-- Work to be completed --
In the text about Siemens medical technology, how many revolutions per minute did the Triumph dental drill reach?

-- Text --
········

With its innovative diagnostic methods, Siemens is a pioneer of medical technology. Many of its inventions are groundbreaking to this day. One of the roots of medical technology dates back to the 19th-century in Erlangen, Germany. In 1877, Erwin Moritz Reininger founded a workshop that later became a cornerstone of Siemens medical technology. In 1901, the first Nobel prize was awarded to Wilhelm Conrad Röntgen for the discovery of X-rays: a sensation at the time. As Röntgen received the Nobel prize, Wilhelmine was born. When the businessman’s daughter was 16 years old, she developed a terrible toothache and was waiting nervously in a dentist’s office. The doctor comforted her: “We have an X-ray machine and a modern dental drill. We’ll use the X-ray machine to examine you and determine exactly where the problem is. We can then drill in a manner that is as pain-free as possible.” A dental X-ray machine was placed on the market at the beginning of 1913, and the Triumph dental drill, which greatly reduced pain with 1,200 revolutions per minute, had already been available since the beginning of 1903. In the meantime, dental drills with 400,000 revolutions per minute have become the standard. This was not the last time that Wilhelmine and her family were confronted with a Siemens invention.

········

-- Supplied material --
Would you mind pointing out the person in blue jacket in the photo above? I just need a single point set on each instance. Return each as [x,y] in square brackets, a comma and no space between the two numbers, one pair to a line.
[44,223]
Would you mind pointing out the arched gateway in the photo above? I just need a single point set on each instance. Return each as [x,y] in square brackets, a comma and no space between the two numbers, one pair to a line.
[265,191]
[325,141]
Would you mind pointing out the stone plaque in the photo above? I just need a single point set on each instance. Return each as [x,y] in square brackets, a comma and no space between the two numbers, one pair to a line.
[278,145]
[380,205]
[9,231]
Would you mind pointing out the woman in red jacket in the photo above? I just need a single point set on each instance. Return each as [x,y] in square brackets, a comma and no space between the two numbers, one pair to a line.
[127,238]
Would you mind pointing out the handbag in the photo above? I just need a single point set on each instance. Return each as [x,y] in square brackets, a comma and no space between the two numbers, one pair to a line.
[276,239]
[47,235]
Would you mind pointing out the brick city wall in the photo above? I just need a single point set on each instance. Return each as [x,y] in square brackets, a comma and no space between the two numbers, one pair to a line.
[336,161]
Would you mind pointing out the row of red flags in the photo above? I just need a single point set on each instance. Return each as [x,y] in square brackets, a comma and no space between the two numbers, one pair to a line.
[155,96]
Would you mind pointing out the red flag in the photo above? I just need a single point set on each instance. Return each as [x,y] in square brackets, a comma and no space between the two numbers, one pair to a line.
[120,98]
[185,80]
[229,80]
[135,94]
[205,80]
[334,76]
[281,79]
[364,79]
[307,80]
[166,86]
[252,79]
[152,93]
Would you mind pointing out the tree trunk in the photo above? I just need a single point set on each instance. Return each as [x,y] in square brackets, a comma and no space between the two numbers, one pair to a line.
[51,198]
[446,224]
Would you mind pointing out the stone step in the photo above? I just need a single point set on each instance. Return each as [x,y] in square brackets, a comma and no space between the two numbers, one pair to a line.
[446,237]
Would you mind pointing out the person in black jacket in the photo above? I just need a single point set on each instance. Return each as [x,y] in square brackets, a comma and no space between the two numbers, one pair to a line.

········

-- Solved problem --
1,200 revolutions per minute